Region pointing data
........
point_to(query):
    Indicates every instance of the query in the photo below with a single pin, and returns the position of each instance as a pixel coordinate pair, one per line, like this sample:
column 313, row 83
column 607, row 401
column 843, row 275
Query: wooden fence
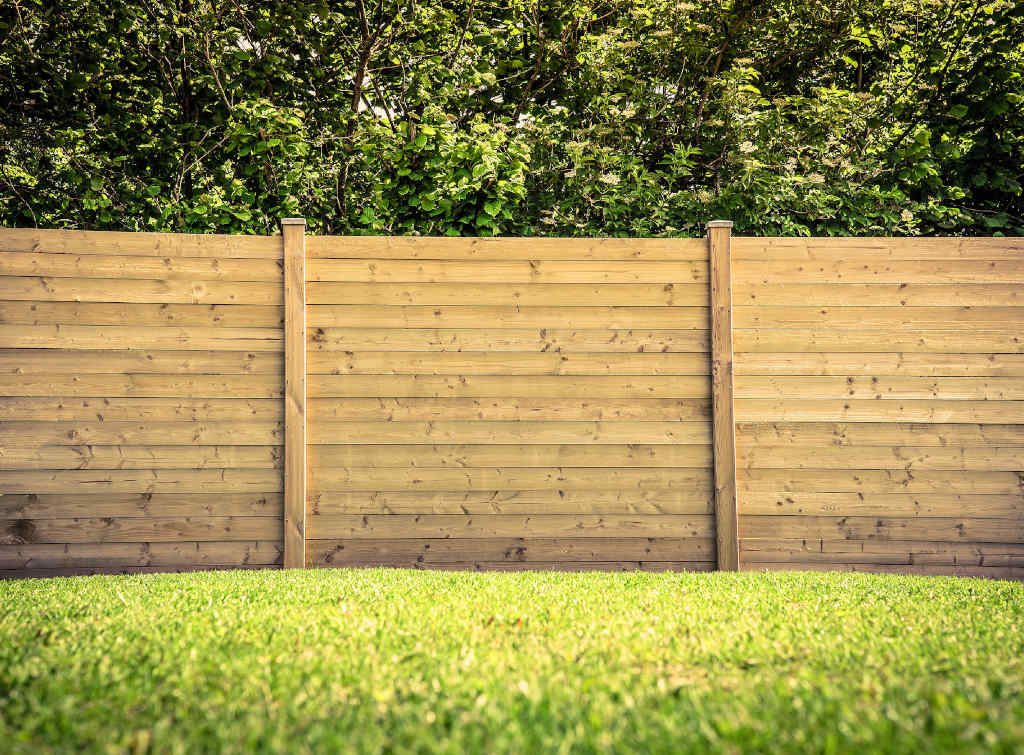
column 198, row 402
........
BRIEF:
Line by line, write out the data above exactly, without the pictures.

WRITTEN SOLUTION:
point_to(query):
    Indicates every instance of the query in the photo below with a single pin, and returns the position of each instance as a pixel coordinate pair, one per line, like this sample:
column 313, row 83
column 607, row 401
column 843, row 275
Query: wooden fence
column 198, row 402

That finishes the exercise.